> _Alıntılanan Metin_:
Pankobirlik Genel Başkanı Recep Konuk’un 14 Mayıs Dünya Çiftçiler Günü Mesajı
14 Mayıs 2012
Bugün dünya çiftçiler günü...
Eli nasırlı, alnı terli, aklında üretmek ve üreterek bu ülkenin topraklarına değer katmaktan başka düşüncesi, ekmeğini helalinden kazanmaktan başka gayesi olmayan milyonlarca üreticimize atfedilmiş ve tüm dünyada kutlanan bir gün.
Her kıta ve her coğrafyada kutlanan bu özel günde biz çiftçiler içinde yer aldığımız iklim kuşağının özelliği itibarıyla kutlamaya, nümayişe zaman ayıramayacağımız, çiftimizin, çubuğumuzun başında en iyi bildiğimiz iş olan, üretmek için emek sarf ederek, kimimiz traktör üstünde, kimimiz çapada, kimimiz hasatta, kimimiz hayvanlarımızın başında, kimimiz yaylımda, merada ama her halükarda asli işimizle meşgul vaziyette bugünü kutlayacağız. Daha çok üretmek, daha çok üreterek ülkemizin evlatlarının elindeki lokmanın azalmaması için her zamanki gibi çalışarak bugünü de diğer günlerden farksız tamamlayacağız.

> _Çözülecek Problemler_:
A: Girdilerde "trophy" dizesini içeren satırları say ve yalnızca sayıyı yaz; büyük-küçük harf ayrımı gözetilir.
B: Dünya Çiftçiler Günü mesajını kaldığı yerden sürdür.
Dünya Çiftçiler Günü mesajı ile girdiler arasında hiçbir bağ yoktur.

(İşaretleme verisinden alıntılar)
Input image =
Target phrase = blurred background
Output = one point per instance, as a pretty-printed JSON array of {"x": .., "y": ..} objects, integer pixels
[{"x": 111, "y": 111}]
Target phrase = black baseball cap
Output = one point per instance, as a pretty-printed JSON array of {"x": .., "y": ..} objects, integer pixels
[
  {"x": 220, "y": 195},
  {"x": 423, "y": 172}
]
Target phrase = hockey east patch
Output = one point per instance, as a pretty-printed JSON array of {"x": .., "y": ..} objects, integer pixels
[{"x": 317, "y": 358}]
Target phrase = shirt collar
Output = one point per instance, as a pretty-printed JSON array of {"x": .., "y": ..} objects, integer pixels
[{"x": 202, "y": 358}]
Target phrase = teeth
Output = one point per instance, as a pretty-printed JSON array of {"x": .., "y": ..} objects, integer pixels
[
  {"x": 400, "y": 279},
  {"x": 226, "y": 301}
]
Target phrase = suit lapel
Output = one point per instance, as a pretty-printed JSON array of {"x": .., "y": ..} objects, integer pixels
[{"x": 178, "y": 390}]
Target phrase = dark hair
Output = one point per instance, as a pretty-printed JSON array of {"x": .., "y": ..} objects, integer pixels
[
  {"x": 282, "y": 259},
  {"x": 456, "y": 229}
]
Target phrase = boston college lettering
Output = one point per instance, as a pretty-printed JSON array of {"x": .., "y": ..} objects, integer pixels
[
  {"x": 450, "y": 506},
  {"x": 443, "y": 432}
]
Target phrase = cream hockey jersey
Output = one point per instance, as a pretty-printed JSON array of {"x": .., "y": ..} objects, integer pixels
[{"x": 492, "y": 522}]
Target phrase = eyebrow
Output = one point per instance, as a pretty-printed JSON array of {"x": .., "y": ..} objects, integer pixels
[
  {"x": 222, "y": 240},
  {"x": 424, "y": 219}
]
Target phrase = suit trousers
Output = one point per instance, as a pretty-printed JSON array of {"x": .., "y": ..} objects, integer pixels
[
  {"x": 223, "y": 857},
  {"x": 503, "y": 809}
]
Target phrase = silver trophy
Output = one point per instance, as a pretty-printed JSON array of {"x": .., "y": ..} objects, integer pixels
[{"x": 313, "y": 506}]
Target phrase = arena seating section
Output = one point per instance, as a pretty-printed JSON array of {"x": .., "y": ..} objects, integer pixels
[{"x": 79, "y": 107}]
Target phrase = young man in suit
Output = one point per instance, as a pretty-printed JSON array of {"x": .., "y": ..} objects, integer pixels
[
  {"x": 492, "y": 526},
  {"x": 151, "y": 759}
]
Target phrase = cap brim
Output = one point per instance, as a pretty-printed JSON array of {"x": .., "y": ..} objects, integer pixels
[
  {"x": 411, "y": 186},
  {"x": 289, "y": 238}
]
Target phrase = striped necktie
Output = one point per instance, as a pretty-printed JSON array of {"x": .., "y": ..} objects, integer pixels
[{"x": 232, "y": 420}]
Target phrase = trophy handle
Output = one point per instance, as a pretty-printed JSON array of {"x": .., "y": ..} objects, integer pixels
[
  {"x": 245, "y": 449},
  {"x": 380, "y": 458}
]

> _Alıştırma Cevapları_:
A: 2

B:
Bu özel günde, ülkemizin dününde ve bugününde izi olan, kalkınma hamlemizde, müreffeh ve zengin bir Türkiye iddiasının kuvveden fiile geçirilmesinde, muasır medeniyetlerle aynı seviyeye ulaşmak için millet olarak verdiğimiz mücadelede ürettiği ve üreterek ülke ekonomisine verdiği katkı ile mührü olan Türk çiftçisi olarak, tarlada, tapanda gösterdiğimiz gayretin hem ülkemizin bugünü hem de yarınları için hayati önemde olduğunu biliyoruz. Ancak bizim arazide, tarlada, merada gösterdiğimiz gayretin ve ürettiklerimizin millet olarak zenginliğimize zenginlik katabilmesi için bugünün girift ilişkilerle örülmüş ekonomik düzeninde tek başına yeterli olmadığını da biliyoruz. Ürün ve tarımsal üretim konusunda sergilediği başarı tarihimiz özellikle de yakın ekonomi tarihimizle ispatlı olan Türk çiftçisi olarak bugün vesilesiyle beklentimiz, sergilenecek irade ile bizim gayretimizin ve üretme çabamızın desteklenmesidir.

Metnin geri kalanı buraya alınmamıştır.